### Passage

════

Through The Gate: Ciara Elizabeth Smyth & Ruth Gordon experiences with Michael Colgan
Ciara Elizabeth Smyth
I want to begin by saying I do not regret my time in the Gate. I worked there for the last year of Michael Colgan’s tenure. While I was there, I was Company Manager for the South Carolina tour of The Importance of Being Earnest and Casting and Production Assistant. My desk was based in the office across the road from the theatre, commonly referred to as Number 8. This was Michael’s office. In that building, Michael, Teerth (Head of Production) and I worked closely together. Michael’s Assistant, the Head of Marketing and the Marketing Assistant, were also based there. When I was working there these three positions were held by incredible, intelligent and hardworking women. They were, like me, all under 30.
When I was hired, the Theatre Manager, David Quinlan, told me that I would be “able for Michael”. In my stupidity, I almost took it as a compliment. On my first day, I met with David and he gave me a tour of the building and then sat me down for a chat. He asked me was I aware of Michael’s reputation. David said when things got really bad, and they would get really bad, that I could go to his office to vent. Nothing specific was said after that, it was all vague warnings and implied cautions. I soon learned that speaking like that in the Gate was deliberate. I think no one wanted to say anything that they could have to confess later.

════

### Do this
Answer these questions from the account of working at the Gate:
(a) Which tour did the writer serve as Company Manager for?
(b) What was the office across the road from the theatre commonly called?
(c) Who told the writer that they would be "able for Michael"?

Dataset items
════

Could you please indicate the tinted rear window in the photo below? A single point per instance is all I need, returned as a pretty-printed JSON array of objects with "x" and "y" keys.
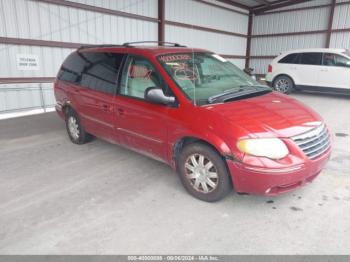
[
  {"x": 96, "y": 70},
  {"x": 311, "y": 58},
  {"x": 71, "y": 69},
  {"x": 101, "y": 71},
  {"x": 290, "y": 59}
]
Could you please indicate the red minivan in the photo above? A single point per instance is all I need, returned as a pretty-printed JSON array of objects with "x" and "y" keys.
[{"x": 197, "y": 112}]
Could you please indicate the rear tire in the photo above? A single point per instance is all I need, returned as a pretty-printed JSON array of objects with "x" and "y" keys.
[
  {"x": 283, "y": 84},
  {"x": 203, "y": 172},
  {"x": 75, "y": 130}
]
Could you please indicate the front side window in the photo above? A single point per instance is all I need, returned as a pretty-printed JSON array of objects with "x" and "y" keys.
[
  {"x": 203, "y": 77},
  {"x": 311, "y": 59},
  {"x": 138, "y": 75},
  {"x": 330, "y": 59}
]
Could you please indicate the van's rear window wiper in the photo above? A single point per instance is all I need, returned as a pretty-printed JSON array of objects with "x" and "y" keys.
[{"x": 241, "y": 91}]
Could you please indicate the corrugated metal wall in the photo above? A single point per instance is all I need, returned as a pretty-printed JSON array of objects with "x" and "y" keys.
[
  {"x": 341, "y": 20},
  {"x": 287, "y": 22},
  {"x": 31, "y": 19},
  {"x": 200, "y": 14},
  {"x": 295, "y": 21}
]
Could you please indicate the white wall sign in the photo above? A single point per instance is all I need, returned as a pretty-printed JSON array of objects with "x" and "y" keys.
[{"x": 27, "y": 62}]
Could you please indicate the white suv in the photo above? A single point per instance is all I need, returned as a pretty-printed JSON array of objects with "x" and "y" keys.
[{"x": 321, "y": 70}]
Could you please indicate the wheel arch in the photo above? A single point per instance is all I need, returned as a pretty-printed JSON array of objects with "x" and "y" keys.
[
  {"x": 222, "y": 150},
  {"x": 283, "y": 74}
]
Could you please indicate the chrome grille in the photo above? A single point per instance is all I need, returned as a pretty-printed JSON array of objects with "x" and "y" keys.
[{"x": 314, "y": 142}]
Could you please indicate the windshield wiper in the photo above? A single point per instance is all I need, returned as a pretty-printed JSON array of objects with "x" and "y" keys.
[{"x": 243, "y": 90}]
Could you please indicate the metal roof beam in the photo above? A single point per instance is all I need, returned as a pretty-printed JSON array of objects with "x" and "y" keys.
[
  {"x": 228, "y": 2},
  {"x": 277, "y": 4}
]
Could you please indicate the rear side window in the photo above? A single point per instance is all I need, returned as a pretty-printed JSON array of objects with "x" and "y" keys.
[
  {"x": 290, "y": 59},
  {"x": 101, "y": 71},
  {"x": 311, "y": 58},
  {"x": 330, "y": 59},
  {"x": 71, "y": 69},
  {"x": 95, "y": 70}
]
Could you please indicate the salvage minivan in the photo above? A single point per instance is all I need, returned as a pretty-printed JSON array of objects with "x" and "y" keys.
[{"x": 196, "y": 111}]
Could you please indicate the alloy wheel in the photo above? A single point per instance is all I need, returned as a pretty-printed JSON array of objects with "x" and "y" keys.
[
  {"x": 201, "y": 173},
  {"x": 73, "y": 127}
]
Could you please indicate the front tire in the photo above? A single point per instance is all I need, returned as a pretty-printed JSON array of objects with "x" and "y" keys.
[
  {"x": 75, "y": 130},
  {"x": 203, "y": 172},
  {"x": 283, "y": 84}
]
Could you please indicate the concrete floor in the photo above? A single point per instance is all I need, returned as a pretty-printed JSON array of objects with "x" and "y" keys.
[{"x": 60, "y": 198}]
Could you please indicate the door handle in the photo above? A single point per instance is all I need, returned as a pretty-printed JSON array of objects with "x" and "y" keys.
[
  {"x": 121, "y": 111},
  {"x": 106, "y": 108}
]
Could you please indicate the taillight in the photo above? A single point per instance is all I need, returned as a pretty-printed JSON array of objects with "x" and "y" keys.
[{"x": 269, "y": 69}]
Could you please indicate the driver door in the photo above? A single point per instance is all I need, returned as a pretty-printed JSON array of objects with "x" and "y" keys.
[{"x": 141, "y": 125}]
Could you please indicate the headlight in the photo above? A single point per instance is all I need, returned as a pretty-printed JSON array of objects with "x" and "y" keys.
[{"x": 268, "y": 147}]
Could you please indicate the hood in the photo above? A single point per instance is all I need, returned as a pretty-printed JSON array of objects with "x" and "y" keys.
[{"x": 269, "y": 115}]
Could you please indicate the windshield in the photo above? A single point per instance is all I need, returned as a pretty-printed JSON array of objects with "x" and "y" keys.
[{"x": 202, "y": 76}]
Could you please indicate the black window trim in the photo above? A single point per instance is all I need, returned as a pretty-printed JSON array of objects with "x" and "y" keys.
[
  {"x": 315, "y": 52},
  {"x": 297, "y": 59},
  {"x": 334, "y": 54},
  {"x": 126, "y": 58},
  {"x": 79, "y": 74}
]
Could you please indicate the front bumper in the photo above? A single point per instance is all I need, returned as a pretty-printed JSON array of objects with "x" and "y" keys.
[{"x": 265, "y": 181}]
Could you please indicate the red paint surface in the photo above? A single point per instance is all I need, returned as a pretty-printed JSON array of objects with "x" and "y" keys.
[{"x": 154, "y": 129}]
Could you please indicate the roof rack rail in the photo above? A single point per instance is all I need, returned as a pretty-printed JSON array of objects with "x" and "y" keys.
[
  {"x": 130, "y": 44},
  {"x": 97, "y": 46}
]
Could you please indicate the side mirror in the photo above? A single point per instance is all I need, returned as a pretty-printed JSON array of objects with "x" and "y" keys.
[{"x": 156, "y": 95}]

════

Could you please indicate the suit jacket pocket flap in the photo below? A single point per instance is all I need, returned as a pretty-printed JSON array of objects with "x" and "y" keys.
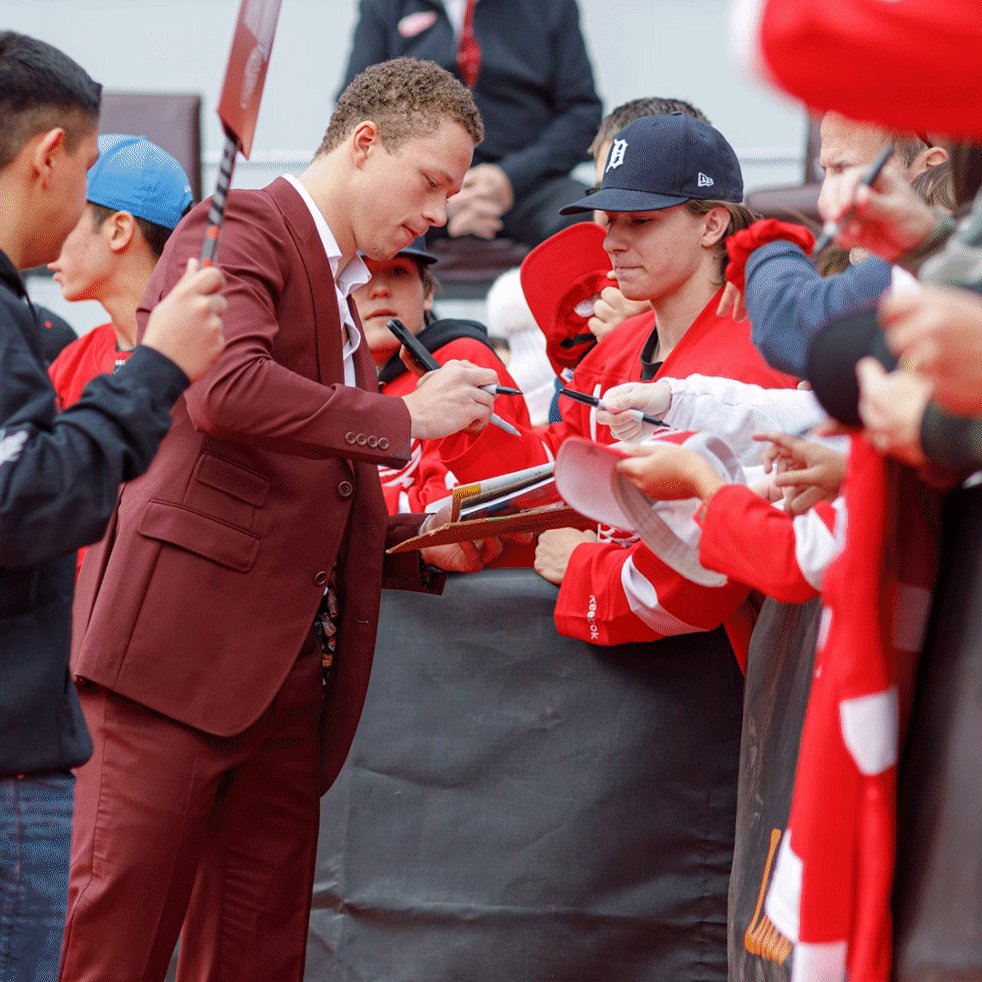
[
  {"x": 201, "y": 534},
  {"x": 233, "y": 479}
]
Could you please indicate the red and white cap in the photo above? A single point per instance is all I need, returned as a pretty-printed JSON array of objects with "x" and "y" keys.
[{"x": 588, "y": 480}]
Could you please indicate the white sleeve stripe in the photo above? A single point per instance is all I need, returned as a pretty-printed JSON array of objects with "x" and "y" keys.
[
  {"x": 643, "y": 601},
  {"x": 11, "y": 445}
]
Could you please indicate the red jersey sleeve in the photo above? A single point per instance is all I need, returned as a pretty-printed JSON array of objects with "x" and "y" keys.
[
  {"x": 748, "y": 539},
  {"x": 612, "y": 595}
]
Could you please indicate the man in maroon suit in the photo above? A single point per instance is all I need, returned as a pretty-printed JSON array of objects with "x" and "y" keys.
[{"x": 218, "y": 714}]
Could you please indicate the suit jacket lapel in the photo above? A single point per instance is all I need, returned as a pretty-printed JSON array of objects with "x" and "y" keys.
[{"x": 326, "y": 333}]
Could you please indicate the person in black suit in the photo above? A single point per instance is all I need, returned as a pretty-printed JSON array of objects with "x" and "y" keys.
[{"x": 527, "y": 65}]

════

### Reply
(a) The South Carolina tour of The Importance of Being Earnest
(b) Number 8
(c) David Quinlan, the Theatre Manager